_Aim of the exercise_
From the HPV and HPV vaccine text below, list every percentage it gives, each with what it measures.

_Passage to read_
◆ ◆ ◆

There are about 40 types of HPV. About 20 million people in the U.S. are infected, and about 6.2 million more get infected each year. HPV is spread through sexual contact.
Most HPV infections don’t cause any symptoms, and go away on their own. But HPV is important mainly because it can cause cervical cancer in women. Every year in the U.S. about 10,000 women get cervical cancer and 3,700 die from it. It is the 2nd leading cause of cancer deaths among women around the world.
HPV is also associated with several less common types of cancer in both men and women. It can also cause genital warts and warts in the upper respiratory tract.
More than 50% of sexually active men and women are infected with HPV at sometime in their lives.
There is no treatment for HPV infection, but the conditions it causes can be treated.
2. HPV vaccine. Why get vaccinated?
HPV vaccine is an inactivated (not live) vaccine which protects against four major types of HPV.
These include two types that cause about 70% of cervical cancer and two types that cause about 90% of genital warts. HPV vaccine can prevent most genital warts and most cases of cervical cancer.
Protection from HPV vaccine is expected to be long-lasting. But vaccinated women still need cervical cancer screening because the vaccine does not protect against all HPV types that cause cervical cancer.
3. Who should get HPV vaccine and when?
HPV vaccine is routinely recommended for girls 11 and 12 years of age. Doctors may give it to girls as young as 9 years
The HPV4 vaccine (the type recommended for prevention of genital warts in girls) may also be given in three doses to boys aged 9 to 26.
Why is HPV vaccine given to girls at this age?
It is important for girls to get HPV vaccine before their first sexual contact -- because they have not been exposed to HPV. For these girls, the vaccine can prevent almost 100% of disease caused by the four types of HPV targeted by the vaccine.

◆ ◆ ◆

_Exercise data_
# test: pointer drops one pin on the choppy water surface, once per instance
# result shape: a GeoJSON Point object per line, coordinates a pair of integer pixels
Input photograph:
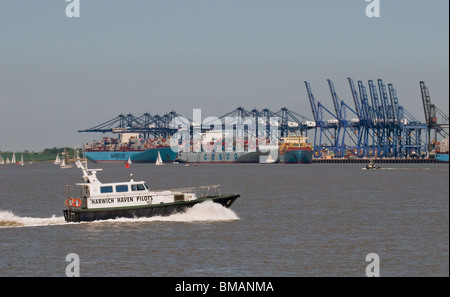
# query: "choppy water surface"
{"type": "Point", "coordinates": [291, 220]}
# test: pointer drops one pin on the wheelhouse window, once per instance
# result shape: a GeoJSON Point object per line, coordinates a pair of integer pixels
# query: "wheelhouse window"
{"type": "Point", "coordinates": [106, 189]}
{"type": "Point", "coordinates": [138, 187]}
{"type": "Point", "coordinates": [121, 188]}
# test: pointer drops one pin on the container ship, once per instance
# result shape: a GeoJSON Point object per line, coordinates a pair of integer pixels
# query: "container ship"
{"type": "Point", "coordinates": [131, 147]}
{"type": "Point", "coordinates": [442, 151]}
{"type": "Point", "coordinates": [295, 149]}
{"type": "Point", "coordinates": [211, 148]}
{"type": "Point", "coordinates": [208, 149]}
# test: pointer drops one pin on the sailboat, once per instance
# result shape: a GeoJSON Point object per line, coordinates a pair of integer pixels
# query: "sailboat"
{"type": "Point", "coordinates": [64, 164]}
{"type": "Point", "coordinates": [57, 160]}
{"type": "Point", "coordinates": [159, 160]}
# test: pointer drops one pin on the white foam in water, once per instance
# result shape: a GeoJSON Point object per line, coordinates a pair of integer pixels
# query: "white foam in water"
{"type": "Point", "coordinates": [9, 219]}
{"type": "Point", "coordinates": [206, 211]}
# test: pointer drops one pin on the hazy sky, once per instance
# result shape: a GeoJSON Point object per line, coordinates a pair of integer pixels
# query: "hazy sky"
{"type": "Point", "coordinates": [60, 74]}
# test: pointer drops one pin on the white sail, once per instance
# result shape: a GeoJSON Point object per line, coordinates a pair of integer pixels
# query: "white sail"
{"type": "Point", "coordinates": [57, 160]}
{"type": "Point", "coordinates": [159, 160]}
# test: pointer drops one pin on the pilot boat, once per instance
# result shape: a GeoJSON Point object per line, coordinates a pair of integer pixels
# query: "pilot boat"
{"type": "Point", "coordinates": [134, 199]}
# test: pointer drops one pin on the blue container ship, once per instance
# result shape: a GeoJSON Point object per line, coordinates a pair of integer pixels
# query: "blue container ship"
{"type": "Point", "coordinates": [135, 149]}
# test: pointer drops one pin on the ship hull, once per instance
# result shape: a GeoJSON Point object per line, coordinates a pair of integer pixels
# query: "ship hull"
{"type": "Point", "coordinates": [441, 157]}
{"type": "Point", "coordinates": [297, 156]}
{"type": "Point", "coordinates": [163, 209]}
{"type": "Point", "coordinates": [220, 157]}
{"type": "Point", "coordinates": [147, 156]}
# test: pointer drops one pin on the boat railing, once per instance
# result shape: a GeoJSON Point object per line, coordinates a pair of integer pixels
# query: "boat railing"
{"type": "Point", "coordinates": [200, 191]}
{"type": "Point", "coordinates": [180, 190]}
{"type": "Point", "coordinates": [210, 190]}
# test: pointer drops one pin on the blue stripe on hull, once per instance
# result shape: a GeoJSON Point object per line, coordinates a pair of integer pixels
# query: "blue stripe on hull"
{"type": "Point", "coordinates": [441, 157]}
{"type": "Point", "coordinates": [299, 156]}
{"type": "Point", "coordinates": [147, 156]}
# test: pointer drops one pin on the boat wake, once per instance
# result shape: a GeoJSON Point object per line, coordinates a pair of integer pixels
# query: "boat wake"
{"type": "Point", "coordinates": [204, 212]}
{"type": "Point", "coordinates": [9, 219]}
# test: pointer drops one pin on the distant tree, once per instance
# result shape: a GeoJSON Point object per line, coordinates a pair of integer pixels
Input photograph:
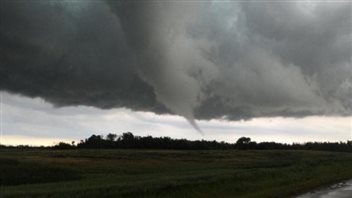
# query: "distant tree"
{"type": "Point", "coordinates": [128, 136]}
{"type": "Point", "coordinates": [243, 142]}
{"type": "Point", "coordinates": [63, 145]}
{"type": "Point", "coordinates": [111, 137]}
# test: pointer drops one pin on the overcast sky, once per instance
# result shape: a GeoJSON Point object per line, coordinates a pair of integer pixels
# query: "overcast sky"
{"type": "Point", "coordinates": [271, 70]}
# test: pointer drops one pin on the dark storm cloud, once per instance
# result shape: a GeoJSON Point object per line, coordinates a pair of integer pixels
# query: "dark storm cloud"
{"type": "Point", "coordinates": [230, 60]}
{"type": "Point", "coordinates": [69, 54]}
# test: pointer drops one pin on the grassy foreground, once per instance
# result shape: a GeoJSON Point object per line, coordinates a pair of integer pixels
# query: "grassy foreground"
{"type": "Point", "coordinates": [168, 173]}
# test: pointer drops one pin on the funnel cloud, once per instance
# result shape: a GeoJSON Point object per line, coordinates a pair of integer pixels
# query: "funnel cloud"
{"type": "Point", "coordinates": [201, 60]}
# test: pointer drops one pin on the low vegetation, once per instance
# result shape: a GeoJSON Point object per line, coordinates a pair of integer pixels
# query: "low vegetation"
{"type": "Point", "coordinates": [167, 173]}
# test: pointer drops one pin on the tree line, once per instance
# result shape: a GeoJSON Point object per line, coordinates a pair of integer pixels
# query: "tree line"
{"type": "Point", "coordinates": [129, 141]}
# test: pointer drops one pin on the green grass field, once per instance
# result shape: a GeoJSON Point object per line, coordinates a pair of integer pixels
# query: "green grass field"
{"type": "Point", "coordinates": [168, 173]}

◆ ◆ ◆

_Solution to this task_
- More than 50%: sexually active men and women who are infected with HPV at some time in their lives.
- About 70%: cervical cancer caused by the two HPV types the vaccine protects against.
- About 90%: genital warts caused by the other two HPV types the vaccine protects against.
- Almost 100%: disease from the four vaccine-targeted HPV types that the vaccine can prevent in girls vaccinated before their first sexual contact.